Dataset items:

━━━━━━━━━━

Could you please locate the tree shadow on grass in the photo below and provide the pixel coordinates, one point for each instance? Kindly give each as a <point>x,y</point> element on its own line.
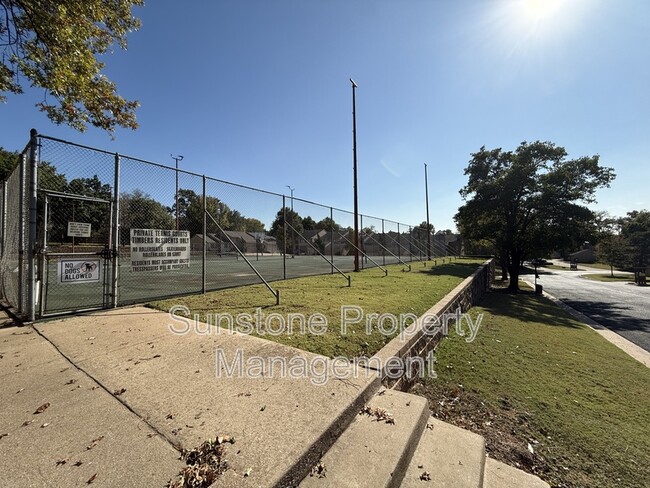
<point>525,306</point>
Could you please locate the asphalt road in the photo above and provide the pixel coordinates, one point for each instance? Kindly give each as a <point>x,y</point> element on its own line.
<point>621,307</point>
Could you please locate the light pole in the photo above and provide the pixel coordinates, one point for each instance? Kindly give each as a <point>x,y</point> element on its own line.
<point>426,193</point>
<point>293,235</point>
<point>291,189</point>
<point>354,170</point>
<point>177,159</point>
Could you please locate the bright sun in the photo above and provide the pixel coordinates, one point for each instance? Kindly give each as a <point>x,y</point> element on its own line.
<point>539,10</point>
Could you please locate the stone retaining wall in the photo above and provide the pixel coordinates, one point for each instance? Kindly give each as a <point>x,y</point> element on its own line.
<point>422,337</point>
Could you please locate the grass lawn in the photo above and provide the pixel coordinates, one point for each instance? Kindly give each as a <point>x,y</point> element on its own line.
<point>536,379</point>
<point>399,292</point>
<point>609,277</point>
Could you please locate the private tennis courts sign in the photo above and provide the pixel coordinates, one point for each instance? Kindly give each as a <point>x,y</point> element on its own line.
<point>78,229</point>
<point>159,249</point>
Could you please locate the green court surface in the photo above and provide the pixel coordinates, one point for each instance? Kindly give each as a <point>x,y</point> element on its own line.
<point>220,272</point>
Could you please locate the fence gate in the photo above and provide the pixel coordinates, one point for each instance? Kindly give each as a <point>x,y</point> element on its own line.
<point>75,264</point>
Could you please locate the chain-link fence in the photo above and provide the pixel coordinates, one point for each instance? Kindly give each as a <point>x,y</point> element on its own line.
<point>98,229</point>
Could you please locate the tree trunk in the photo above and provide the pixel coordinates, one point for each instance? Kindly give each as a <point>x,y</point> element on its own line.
<point>513,269</point>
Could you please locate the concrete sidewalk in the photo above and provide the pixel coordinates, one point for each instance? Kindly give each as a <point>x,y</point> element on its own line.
<point>149,392</point>
<point>82,431</point>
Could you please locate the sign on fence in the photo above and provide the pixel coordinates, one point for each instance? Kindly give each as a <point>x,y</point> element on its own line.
<point>159,249</point>
<point>78,229</point>
<point>79,270</point>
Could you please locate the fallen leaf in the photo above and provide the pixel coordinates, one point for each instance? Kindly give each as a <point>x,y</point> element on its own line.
<point>94,442</point>
<point>42,408</point>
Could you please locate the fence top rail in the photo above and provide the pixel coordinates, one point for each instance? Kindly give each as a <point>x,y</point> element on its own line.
<point>191,173</point>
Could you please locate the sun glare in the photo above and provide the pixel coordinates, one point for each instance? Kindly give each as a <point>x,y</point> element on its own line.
<point>539,10</point>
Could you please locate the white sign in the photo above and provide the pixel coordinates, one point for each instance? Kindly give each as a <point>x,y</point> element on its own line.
<point>79,270</point>
<point>78,229</point>
<point>159,250</point>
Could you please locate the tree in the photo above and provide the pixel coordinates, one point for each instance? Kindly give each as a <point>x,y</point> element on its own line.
<point>56,46</point>
<point>277,229</point>
<point>328,224</point>
<point>636,229</point>
<point>528,201</point>
<point>614,250</point>
<point>8,162</point>
<point>308,223</point>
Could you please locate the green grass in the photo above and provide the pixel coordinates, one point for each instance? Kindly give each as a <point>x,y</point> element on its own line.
<point>534,375</point>
<point>609,277</point>
<point>399,292</point>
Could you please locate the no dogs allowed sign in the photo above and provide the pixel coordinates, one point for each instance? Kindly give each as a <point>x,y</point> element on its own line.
<point>79,270</point>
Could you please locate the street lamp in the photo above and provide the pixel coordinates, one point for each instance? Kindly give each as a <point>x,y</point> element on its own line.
<point>291,189</point>
<point>354,170</point>
<point>177,159</point>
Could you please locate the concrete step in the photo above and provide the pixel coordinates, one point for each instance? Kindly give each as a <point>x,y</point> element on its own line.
<point>371,452</point>
<point>499,475</point>
<point>446,456</point>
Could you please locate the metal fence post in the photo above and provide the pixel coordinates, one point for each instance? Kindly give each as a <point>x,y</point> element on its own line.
<point>383,238</point>
<point>361,239</point>
<point>31,268</point>
<point>332,238</point>
<point>204,254</point>
<point>21,234</point>
<point>284,238</point>
<point>399,247</point>
<point>115,237</point>
<point>4,217</point>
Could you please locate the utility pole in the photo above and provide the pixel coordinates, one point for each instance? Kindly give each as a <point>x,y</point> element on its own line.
<point>177,159</point>
<point>354,170</point>
<point>293,235</point>
<point>426,192</point>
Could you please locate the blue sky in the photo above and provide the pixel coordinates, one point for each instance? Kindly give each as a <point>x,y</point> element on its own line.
<point>257,92</point>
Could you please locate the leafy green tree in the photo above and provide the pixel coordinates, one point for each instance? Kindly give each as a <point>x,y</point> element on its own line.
<point>614,250</point>
<point>529,200</point>
<point>8,161</point>
<point>308,223</point>
<point>295,226</point>
<point>57,46</point>
<point>328,224</point>
<point>254,225</point>
<point>636,229</point>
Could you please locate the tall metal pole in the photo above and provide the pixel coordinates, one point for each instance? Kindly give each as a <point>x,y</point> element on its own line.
<point>293,235</point>
<point>354,170</point>
<point>177,159</point>
<point>426,192</point>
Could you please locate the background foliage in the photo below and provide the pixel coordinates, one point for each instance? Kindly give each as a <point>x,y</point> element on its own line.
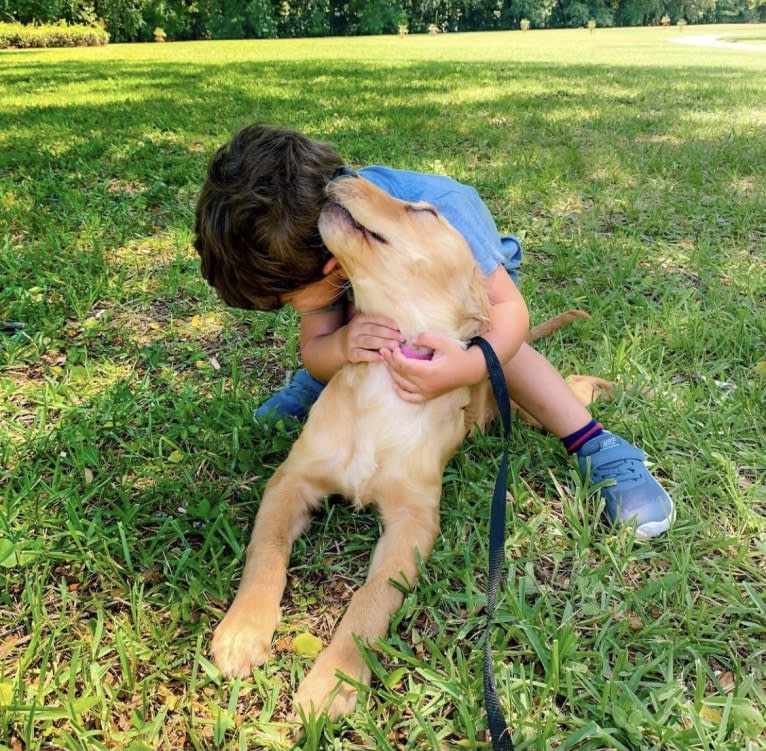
<point>132,20</point>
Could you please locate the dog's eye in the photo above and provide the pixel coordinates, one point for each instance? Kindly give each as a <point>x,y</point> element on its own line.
<point>376,236</point>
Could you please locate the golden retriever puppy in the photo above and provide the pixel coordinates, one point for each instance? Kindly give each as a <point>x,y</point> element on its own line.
<point>405,261</point>
<point>361,441</point>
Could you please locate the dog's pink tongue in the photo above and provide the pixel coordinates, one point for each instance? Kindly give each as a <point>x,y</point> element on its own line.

━━━━━━━━━━

- REQUIRED TASK:
Could you format the listing above as a numbered list, skipping any blank lines and leaving the pictures out?

- THE OUTPUT:
1. Could you please locate the tree shadow on grass in the photo below and provide the pixel coordinates, one point for each instance? Kindly give each as a <point>x,y</point> element on its own line.
2. <point>525,306</point>
3. Could you please locate the asphalt road in the photo above and provide the pixel coordinates, one point for each instance? Kindly give each as a <point>x,y</point> element on its own line.
4. <point>621,307</point>
5. Could you please locate the light pole in the photo above and provide the pixel coordinates, one point for each instance? Kindly give each as a <point>x,y</point> element on its own line.
6. <point>426,193</point>
7. <point>293,235</point>
8. <point>291,189</point>
9. <point>354,170</point>
10. <point>177,159</point>
11. Could you please locate the bright sun in the photo above and provide the pixel coordinates, one point for each instance? Kindly give each as a <point>x,y</point> element on its own line.
12. <point>539,10</point>
13. Could you please locate the stone retaining wall in the photo above and provide the pixel coordinates, one point for each instance? Kindly give each as a <point>x,y</point> element on its own line.
14. <point>422,337</point>
15. Could you please locate the grass lawn in the photo above and provide the pixel coordinates, one point for each instance? Kindly give each as a <point>x,y</point> element on its own line.
16. <point>536,379</point>
17. <point>399,292</point>
18. <point>609,277</point>
19. Could you please locate the private tennis courts sign in the photo above and provide the pixel coordinates, one point for each instance? Kindly give each as a <point>x,y</point> element on its own line.
20. <point>78,229</point>
21. <point>159,249</point>
22. Could you please locate the green court surface in the photo above and provide the pixel coordinates, one point for each instance? Kindly give each as a <point>x,y</point> element on its own line.
23. <point>220,272</point>
24. Could you please locate the fence gate in the photo above and provide the pixel coordinates, one point for each instance? Kindly give each as a <point>x,y</point> element on its own line.
25. <point>75,264</point>
26. Could you please locate the chain-link fence in the photo above and provide the pixel coordinates, one point for each instance? Kindly give each as a <point>x,y</point> element on its own line.
27. <point>98,229</point>
28. Could you please locate the tree trunk in the photo above and provide the pixel coordinates, one point for each instance? Kindly give each as a <point>x,y</point> element on its own line.
29. <point>513,269</point>
30. Could you please locate the concrete sidewalk in the photo above and provide the pixel coordinates, one point for each instance? Kindly give each as a <point>x,y</point> element on its own line.
31. <point>149,392</point>
32. <point>82,431</point>
33. Could you please locate the sign on fence in the photo above and provide the pixel coordinates, one point for each instance? Kindly give each as a <point>x,y</point> element on its own line.
34. <point>159,249</point>
35. <point>78,229</point>
36. <point>79,270</point>
37. Could you please locate the fallen leaf in the photo above and provide the pixel coordinates, one point for each instance? Kindly give each as a <point>x,y</point> element on its own line.
38. <point>94,442</point>
39. <point>42,408</point>
40. Could you please locate the fence top rail in the photo above and provide the pixel coordinates, one point for each instance? Kindly give each as a <point>x,y</point> element on its own line.
41. <point>191,173</point>
42. Could you please locate the sun glare in the photo above and provide the pixel coordinates, one point for each instance? Kindly give each as a <point>x,y</point> element on its own line.
43. <point>539,10</point>
44. Could you please locate the white sign in the photo above and provide the pixel coordinates, one point for each instance? Kindly give each as a <point>x,y</point> element on its own line.
45. <point>79,270</point>
46. <point>78,229</point>
47. <point>159,250</point>
48. Could you please locate the tree in the photo above and provide the pixel coordinates, one point for each instance? Kindly give each as a <point>x,y</point> element on its own line.
49. <point>56,46</point>
50. <point>277,229</point>
51. <point>328,224</point>
52. <point>636,229</point>
53. <point>528,201</point>
54. <point>614,250</point>
55. <point>8,162</point>
56. <point>308,223</point>
57. Could you please locate the green grass in the photo above and provide the pixel coordinates, one point for each instance? Kindly give each as a <point>x,y</point> element on its own line.
58. <point>534,375</point>
59. <point>609,277</point>
60. <point>399,292</point>
61. Could you please locate the no dogs allowed sign in the photo above and provide the pixel coordinates, one point for each instance? Kindly give each as a <point>x,y</point> element on its own line.
62. <point>79,270</point>
63. Could you please locate the street lamp in the photo above and provide the pixel coordinates, one point for each instance? Kindly give each as a <point>x,y</point> element on its own line.
64. <point>291,189</point>
65. <point>354,170</point>
66. <point>177,159</point>
67. Could you please locate the concrete step in the photo above and provide the pixel coordinates, one point for each instance? Kindly give each as a <point>x,y</point> element on its own line.
68. <point>371,452</point>
69. <point>499,475</point>
70. <point>446,456</point>
71. Could you please locate the metal fence post in the photo above and provide the pixel coordinates, one point for each instance? Kindly give each as a <point>x,y</point> element on its own line.
72. <point>383,238</point>
73. <point>361,239</point>
74. <point>31,268</point>
75. <point>332,238</point>
76. <point>204,254</point>
77. <point>21,234</point>
78. <point>284,238</point>
79. <point>399,247</point>
80. <point>115,237</point>
81. <point>4,217</point>
82. Could you please locate the utility pole in the photo above and provide the pixel coordinates, one point for each instance? Kindly give each as a <point>x,y</point> element on its own line.
83. <point>177,159</point>
84. <point>354,170</point>
85. <point>293,235</point>
86. <point>426,192</point>
87. Could you please locate the blue sky in the photo above and provide the pixel coordinates, one point for each instance? Kindly give each as a <point>x,y</point> element on its own line.
88. <point>257,92</point>
89. Could you please locate the leafy green tree in the photo above and provide the pixel coordinates, one point for each instance? Kindly give each as a <point>x,y</point> element on its own line.
90. <point>614,250</point>
91. <point>529,200</point>
92. <point>8,161</point>
93. <point>308,223</point>
94. <point>295,226</point>
95. <point>57,46</point>
96. <point>328,224</point>
97. <point>254,225</point>
98. <point>636,229</point>
99. Could you please locate the tall metal pole in the photo above and provide the pixel coordinates, one point for each instance? Kindly give each as a <point>x,y</point> element on its own line.
100. <point>293,235</point>
101. <point>354,170</point>
102. <point>177,159</point>
103. <point>426,192</point>
104. Could you please locate the background foliage in the photo below and provide the pixel coordinates, one point for each instance? Kindly give each as a <point>x,y</point> element on its own line.
105. <point>132,20</point>
106. Could you please locate the dog's eye in the photo above and provide the pixel coordinates, one point for each instance? Kindly give each as a <point>x,y</point> element on its own line.
107. <point>376,236</point>
108. Could you please locate the golden retriever puppy in the photo above and provide the pixel coordinates, one point for each instance? Kindly give each as a <point>x,y</point> element on its own line.
109. <point>405,261</point>
110. <point>361,441</point>
111. Could you please locate the dog's pink tongue in the photo above and provide the pixel coordinates, one point for each instance? Kindly give each as a <point>x,y</point> element on its own line.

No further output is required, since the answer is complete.